#### Text excerpt
****************************************

2. Combine Topic Specific Sermons into PDF: with numerous “pdf combiners” online, and free to use, it can be useful to combine sermons into one (1) “searchable” pdf document. Depending on your sermon note length, this is a massive time saver. My outline style notes, for example, are three (3) pages in length per. Twenty (20) sermons would equal sixty (60) pages. That is a large document, so perhaps ten (10) per pdf is more usable. Making a pdf searchable allows you to type in a word or phrase, and it will take you directly to that phrase, anywhere is the document instantly! That saves tons of word by word, and page by page searching, right?
3. Back up the Back up: some things we have are simply irreplaceable and not backing them up is insane. I have a flash drive which I carry everywhere and a back up of this drive which is updated every few weeks. I would rather lose all my photos, taken over multiple decades, than my sermon archives. The images are only precious to me, and those close to me. Therefore, there value is limited but sermons from the Throne of God impact every person who hears are reads them!
4. Update Notes with Postscript Additions: assuming you have Word documented sermon notes, we often have last minute additions right before we get up to preach. Whether we use those additions, or not, is another matter entirely! A sermon is not complete until it is preached, updated with any “postscript” additions, and stored. Take a moment to scan in any handwritten additions. It will be invaluable in the future and moreover, what if those few additions are enough content for a future message?

****************************************

#### Entries shown
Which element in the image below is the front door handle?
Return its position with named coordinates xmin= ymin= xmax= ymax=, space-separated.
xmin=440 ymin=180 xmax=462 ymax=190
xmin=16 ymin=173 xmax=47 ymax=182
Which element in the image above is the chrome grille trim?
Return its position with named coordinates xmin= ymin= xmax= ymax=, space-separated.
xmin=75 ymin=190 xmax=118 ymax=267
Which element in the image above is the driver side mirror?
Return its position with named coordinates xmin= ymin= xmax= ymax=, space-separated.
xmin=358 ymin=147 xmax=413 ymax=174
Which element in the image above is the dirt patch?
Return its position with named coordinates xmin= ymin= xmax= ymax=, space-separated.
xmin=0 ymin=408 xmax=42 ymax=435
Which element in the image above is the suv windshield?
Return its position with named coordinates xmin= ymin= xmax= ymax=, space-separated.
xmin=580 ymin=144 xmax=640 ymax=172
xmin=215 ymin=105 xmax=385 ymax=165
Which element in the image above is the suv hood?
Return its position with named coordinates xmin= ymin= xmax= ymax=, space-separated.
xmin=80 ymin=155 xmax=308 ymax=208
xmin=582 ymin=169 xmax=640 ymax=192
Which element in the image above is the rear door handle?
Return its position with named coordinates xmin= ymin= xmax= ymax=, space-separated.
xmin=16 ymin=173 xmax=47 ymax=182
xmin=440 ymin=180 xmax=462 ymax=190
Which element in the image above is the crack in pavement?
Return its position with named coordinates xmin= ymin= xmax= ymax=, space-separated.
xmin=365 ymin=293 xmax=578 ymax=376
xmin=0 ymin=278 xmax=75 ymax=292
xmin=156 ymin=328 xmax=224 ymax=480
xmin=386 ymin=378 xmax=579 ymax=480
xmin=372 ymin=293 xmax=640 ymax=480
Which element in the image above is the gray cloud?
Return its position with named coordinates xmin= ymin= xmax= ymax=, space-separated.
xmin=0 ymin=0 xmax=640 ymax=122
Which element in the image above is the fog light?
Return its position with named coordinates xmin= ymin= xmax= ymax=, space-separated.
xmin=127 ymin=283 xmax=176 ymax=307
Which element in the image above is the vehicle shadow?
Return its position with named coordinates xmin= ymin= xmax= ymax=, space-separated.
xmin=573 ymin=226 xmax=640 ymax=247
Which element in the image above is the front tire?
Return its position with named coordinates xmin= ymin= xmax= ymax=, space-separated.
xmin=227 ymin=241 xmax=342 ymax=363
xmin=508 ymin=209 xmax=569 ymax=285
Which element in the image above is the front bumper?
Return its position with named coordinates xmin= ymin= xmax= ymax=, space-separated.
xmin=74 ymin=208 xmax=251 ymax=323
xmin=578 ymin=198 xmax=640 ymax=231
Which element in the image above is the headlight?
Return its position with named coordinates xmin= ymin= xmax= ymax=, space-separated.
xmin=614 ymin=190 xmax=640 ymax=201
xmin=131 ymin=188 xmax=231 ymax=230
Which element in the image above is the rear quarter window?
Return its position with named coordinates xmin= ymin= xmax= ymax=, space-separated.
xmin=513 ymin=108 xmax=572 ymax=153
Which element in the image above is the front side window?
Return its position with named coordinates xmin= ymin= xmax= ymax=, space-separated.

****************************************

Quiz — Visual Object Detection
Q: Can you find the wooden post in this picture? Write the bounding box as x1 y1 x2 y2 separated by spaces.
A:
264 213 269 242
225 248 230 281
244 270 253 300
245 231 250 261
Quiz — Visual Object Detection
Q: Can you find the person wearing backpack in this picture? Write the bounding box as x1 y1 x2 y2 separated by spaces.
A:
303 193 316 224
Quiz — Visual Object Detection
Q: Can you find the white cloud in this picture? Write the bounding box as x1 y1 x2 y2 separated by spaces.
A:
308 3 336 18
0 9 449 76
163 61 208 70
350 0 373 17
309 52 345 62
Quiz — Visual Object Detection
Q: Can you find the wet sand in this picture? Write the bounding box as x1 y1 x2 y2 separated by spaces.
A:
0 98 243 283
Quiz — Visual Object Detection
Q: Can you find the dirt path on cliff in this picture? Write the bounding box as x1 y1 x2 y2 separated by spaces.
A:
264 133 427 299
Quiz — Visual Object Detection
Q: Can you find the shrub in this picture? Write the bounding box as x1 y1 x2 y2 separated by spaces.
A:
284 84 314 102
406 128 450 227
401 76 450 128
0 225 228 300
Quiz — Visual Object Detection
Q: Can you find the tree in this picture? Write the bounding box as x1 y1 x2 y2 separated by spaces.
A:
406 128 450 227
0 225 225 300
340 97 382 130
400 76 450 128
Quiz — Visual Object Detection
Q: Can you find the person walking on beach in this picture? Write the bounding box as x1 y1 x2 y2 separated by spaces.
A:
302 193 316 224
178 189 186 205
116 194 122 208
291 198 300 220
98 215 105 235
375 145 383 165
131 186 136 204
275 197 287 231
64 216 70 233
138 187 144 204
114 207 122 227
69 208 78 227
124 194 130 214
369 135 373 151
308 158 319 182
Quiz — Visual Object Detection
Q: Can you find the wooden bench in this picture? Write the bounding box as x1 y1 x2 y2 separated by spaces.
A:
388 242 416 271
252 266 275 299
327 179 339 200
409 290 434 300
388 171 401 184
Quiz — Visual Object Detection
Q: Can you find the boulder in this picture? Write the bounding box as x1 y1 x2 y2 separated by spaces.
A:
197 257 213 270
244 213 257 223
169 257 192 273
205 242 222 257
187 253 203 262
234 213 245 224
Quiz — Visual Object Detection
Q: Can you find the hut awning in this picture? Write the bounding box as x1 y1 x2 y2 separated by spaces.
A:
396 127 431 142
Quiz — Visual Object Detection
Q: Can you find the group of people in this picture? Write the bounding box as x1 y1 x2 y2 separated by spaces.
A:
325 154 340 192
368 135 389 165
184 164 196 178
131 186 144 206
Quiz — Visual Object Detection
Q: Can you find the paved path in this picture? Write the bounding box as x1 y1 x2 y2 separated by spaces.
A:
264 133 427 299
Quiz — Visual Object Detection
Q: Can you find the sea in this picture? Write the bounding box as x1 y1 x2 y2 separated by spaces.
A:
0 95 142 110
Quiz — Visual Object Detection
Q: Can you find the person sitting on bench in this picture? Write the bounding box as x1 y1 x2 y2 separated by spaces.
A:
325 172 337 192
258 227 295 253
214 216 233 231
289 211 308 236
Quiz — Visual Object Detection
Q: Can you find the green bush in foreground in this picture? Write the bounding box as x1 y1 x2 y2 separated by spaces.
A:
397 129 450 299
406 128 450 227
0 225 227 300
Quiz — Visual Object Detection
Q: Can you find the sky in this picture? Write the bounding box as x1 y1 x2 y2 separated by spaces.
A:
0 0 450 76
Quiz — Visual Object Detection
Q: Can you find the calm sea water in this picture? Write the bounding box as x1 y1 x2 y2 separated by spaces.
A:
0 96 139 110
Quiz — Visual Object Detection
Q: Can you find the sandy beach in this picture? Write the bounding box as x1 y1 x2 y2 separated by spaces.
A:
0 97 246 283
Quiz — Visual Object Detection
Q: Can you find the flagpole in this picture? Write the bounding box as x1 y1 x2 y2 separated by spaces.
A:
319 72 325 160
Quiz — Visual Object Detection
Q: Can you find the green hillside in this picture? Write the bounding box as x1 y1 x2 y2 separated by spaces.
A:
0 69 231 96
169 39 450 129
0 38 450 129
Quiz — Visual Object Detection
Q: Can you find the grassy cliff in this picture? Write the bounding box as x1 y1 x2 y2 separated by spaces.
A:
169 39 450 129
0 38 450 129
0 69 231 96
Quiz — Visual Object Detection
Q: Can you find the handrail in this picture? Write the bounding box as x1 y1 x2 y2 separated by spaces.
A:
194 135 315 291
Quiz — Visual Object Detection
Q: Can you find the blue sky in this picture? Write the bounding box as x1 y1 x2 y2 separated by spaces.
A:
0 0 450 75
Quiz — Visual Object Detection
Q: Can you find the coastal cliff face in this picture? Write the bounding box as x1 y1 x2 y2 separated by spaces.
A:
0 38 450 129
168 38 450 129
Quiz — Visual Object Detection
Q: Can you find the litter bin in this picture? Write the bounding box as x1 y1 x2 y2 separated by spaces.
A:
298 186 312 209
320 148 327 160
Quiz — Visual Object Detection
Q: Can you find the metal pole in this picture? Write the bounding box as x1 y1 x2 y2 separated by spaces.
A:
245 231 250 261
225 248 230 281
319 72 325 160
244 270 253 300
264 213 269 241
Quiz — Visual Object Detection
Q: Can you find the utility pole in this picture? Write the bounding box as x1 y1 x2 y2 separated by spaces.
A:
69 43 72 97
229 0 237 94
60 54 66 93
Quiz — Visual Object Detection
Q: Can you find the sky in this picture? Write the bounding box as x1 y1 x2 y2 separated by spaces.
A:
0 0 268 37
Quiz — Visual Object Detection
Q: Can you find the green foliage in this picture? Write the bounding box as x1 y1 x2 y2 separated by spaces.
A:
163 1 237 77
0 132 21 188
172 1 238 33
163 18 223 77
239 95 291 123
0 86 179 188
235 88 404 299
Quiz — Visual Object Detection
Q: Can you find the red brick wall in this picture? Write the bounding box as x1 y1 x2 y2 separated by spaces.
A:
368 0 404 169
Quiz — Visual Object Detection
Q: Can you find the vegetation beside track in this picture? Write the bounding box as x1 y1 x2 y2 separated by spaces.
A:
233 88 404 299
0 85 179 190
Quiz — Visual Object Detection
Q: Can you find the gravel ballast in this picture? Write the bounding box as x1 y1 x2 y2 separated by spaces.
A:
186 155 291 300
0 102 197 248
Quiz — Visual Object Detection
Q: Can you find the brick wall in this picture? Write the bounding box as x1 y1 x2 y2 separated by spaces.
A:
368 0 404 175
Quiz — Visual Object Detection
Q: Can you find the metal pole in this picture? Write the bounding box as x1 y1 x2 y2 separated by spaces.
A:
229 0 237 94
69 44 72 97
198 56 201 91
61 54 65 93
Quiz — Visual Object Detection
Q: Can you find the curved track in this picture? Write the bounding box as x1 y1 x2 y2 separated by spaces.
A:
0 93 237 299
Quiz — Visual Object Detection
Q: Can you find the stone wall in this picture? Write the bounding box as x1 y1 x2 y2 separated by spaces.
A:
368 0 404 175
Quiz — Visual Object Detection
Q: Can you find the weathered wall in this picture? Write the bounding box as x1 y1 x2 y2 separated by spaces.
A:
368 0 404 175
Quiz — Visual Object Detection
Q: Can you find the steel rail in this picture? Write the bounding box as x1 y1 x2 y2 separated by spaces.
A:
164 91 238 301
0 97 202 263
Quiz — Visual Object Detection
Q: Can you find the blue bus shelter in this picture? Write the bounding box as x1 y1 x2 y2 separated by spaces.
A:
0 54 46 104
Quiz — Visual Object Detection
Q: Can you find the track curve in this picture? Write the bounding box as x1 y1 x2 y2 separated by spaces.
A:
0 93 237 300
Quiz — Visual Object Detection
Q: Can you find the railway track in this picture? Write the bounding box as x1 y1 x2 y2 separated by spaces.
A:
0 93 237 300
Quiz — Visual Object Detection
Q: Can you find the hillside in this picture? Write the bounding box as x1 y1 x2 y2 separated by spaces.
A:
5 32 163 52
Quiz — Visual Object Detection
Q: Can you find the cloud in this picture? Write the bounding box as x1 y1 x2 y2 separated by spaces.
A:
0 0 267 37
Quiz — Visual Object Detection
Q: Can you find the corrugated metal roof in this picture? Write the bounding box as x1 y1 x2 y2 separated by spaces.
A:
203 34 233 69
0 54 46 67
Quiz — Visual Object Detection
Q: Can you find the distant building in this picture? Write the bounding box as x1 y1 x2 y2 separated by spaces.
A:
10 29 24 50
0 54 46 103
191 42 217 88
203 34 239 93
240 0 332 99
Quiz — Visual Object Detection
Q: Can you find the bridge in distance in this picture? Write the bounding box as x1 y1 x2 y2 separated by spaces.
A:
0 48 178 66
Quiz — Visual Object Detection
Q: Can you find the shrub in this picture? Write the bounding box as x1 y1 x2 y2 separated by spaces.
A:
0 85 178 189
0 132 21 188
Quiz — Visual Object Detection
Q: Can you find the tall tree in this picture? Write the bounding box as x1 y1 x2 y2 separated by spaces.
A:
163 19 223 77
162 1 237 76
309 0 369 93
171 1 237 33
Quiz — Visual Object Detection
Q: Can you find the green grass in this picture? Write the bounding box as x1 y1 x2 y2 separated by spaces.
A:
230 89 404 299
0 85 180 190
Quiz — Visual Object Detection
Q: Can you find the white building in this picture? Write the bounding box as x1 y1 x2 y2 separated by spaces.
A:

****************************************

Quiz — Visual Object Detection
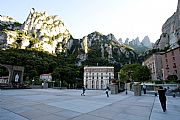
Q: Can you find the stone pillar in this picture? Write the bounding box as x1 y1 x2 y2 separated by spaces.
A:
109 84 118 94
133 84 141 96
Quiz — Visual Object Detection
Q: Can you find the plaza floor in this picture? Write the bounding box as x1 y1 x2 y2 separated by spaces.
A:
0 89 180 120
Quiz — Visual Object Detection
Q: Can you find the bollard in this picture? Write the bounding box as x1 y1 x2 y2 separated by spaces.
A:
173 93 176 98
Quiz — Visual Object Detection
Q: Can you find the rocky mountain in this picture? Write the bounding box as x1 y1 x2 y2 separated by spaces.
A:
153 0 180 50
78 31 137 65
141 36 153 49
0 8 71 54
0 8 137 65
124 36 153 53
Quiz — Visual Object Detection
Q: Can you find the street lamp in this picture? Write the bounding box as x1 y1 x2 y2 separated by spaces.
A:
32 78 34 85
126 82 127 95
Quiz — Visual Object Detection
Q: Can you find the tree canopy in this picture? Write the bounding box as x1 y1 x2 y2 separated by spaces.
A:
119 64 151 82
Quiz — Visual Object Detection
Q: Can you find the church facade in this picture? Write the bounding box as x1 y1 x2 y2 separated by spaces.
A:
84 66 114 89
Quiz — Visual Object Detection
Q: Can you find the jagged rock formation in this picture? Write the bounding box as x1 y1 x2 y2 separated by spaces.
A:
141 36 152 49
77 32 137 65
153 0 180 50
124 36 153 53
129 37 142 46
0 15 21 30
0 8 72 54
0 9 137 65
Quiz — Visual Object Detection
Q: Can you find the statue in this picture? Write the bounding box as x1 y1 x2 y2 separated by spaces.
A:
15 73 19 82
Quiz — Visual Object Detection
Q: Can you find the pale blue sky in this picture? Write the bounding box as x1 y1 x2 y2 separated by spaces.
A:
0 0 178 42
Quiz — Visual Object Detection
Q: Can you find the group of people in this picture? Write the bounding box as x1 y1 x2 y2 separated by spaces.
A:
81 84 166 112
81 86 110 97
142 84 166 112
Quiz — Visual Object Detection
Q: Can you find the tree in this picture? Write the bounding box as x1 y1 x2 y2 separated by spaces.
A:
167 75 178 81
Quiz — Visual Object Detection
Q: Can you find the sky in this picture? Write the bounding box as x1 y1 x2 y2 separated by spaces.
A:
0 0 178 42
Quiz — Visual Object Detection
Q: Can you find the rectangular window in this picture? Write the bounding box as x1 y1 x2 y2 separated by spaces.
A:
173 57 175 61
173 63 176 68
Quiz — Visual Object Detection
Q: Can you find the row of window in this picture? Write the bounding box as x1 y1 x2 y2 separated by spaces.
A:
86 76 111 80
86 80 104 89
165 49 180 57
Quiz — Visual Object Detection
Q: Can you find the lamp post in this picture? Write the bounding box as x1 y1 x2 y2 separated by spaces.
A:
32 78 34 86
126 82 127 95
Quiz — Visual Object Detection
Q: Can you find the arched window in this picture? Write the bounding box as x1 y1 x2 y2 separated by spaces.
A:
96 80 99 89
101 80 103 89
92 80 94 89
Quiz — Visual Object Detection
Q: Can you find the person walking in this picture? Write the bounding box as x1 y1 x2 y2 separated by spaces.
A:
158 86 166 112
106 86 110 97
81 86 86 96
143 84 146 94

****************************************

#### Task requirements
(1) In the sermon-archiving tips, why does the writer suggest putting about ten sermons in each PDF instead of twenty? Answer in one to three sentences.
(2) Continue the sermon-archiving tips from the end of the last point shown.
The items come from a separate source and are unrelated to the sermon-archiving tips.

#### Results of the tasks
(1) The writer's outline notes run three pages per sermon, so twenty sermons would make a sixty-page document. That is a large file, so ten sermons per PDF is likely more usable.

(2)
5. Save “No Where” Sermons: if we are truthful, all of us felt a “twinge” of inspiration on certain topics. Nevertheless, when we put them to paper, the former inspiration seemed to disappear as suddenly as it appeared. These were moments when the Holy Spirit was simply revealing something to us, and for us ALONE. However far you get with these “nowhere” sermons, save them for future consideration. Like many of the books in the Bible we read, God’s Word is often “dripped” to us over long expanses of time.
6. Re-Watch Video (if available): we say things in the Holy Spirit which only video (or audio) can document. These, absent media capture, may never be spoken again (but need to). Takes notes of your sermon, from video or audio. This will be invaluable for developing future content.
In summary, creating a content archive system which works for you is crucial to future sermon development. Most of all, we must not waste any “spiritual food” the Lord puts on our plates.